Report how many lines in the items below contain the string "nose", matching case exactly. Give only the number.

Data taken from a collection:

━━━━━━━━

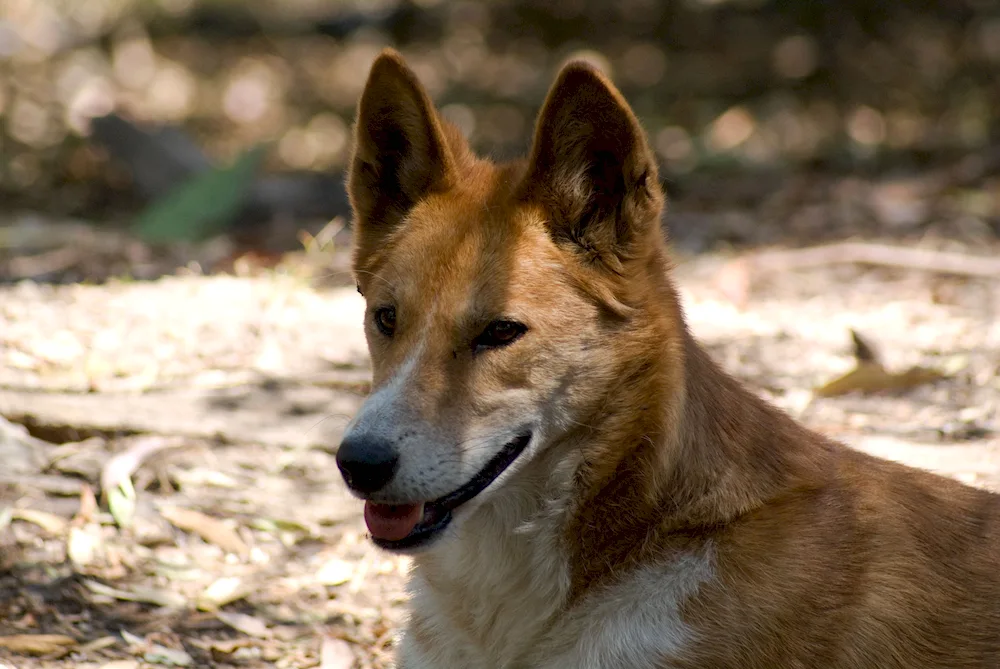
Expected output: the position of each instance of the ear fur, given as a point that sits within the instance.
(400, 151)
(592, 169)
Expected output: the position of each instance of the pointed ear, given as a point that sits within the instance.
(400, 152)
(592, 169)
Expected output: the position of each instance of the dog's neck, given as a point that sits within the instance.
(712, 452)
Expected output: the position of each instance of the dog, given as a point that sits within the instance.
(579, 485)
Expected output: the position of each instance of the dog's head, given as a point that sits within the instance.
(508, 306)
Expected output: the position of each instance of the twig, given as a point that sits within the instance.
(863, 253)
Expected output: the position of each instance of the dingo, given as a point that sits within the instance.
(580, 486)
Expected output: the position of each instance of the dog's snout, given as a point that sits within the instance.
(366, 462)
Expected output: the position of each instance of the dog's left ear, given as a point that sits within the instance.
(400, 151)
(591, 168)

━━━━━━━━

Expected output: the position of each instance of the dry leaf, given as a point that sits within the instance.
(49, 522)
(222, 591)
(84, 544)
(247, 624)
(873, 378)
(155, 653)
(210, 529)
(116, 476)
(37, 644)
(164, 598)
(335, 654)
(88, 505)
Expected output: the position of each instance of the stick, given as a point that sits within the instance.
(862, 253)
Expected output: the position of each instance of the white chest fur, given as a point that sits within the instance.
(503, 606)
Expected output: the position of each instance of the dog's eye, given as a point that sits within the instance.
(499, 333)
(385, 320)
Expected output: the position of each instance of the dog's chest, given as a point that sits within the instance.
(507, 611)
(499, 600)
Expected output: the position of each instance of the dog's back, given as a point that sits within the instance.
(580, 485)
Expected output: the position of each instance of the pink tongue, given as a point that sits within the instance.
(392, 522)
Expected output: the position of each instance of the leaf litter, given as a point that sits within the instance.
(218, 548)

━━━━━━━━

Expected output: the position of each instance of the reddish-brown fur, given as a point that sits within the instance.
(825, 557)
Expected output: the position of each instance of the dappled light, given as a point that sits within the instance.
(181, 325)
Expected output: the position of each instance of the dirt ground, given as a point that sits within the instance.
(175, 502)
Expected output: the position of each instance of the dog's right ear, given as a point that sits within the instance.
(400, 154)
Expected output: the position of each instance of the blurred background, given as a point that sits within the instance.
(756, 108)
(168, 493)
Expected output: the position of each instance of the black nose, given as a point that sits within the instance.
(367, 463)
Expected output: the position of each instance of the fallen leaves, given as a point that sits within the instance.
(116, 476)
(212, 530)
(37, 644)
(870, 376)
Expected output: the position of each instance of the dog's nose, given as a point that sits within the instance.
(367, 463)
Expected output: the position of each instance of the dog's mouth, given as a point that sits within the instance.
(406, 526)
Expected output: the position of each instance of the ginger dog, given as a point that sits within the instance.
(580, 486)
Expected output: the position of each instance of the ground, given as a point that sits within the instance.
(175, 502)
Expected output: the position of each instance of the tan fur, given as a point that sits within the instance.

━━━━━━━━

● **RESPONSE FOR THIS EXERCISE**
2